Lay out the lines of the entries below as a numbered list. Start with the line that contains "line, it would be much appreciated.", run through the end of the entries with both ends included, and leave out any blank lines.

[Dataset records]
>> Start

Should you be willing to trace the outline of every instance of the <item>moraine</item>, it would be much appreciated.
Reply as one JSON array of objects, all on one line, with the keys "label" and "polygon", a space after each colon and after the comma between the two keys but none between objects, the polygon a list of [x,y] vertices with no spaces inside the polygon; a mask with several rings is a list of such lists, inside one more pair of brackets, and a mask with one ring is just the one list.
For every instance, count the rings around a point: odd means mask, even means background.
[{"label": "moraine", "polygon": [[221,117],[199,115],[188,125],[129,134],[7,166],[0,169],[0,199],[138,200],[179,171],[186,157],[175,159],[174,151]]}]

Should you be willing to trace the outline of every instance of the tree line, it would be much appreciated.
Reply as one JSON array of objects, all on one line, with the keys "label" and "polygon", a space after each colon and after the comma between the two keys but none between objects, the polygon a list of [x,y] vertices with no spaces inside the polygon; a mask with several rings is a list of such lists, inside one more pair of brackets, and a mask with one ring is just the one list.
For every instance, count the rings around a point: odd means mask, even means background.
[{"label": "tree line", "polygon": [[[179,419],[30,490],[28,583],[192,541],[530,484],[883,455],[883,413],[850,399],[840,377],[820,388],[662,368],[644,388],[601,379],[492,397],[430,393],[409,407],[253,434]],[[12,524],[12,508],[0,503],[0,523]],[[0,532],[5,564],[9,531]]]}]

>> End

[Finished task]
1. Should you be willing to trace the outline of every instance of the tree line, it would be much appreciated.
2. Reply as one JSON array of objects, all on one line, with the keys "label" and "polygon", a space after each colon and after the comma between the two keys but none between objects, the polygon a list of [x,y] vertices with no spaces inside the polygon; a mask with several rings is a list of such lists, inside one more pair of brackets, and a mask with one ring is just the one list.
3. For every instance, count the rings around a point: odd means mask, even means background.
4. [{"label": "tree line", "polygon": [[[179,419],[30,490],[28,583],[192,541],[530,484],[883,455],[883,413],[850,399],[840,377],[820,388],[662,368],[644,388],[601,379],[492,397],[430,393],[409,407],[253,434]],[[12,524],[12,508],[0,503],[0,523]],[[0,532],[5,564],[9,531]]]}]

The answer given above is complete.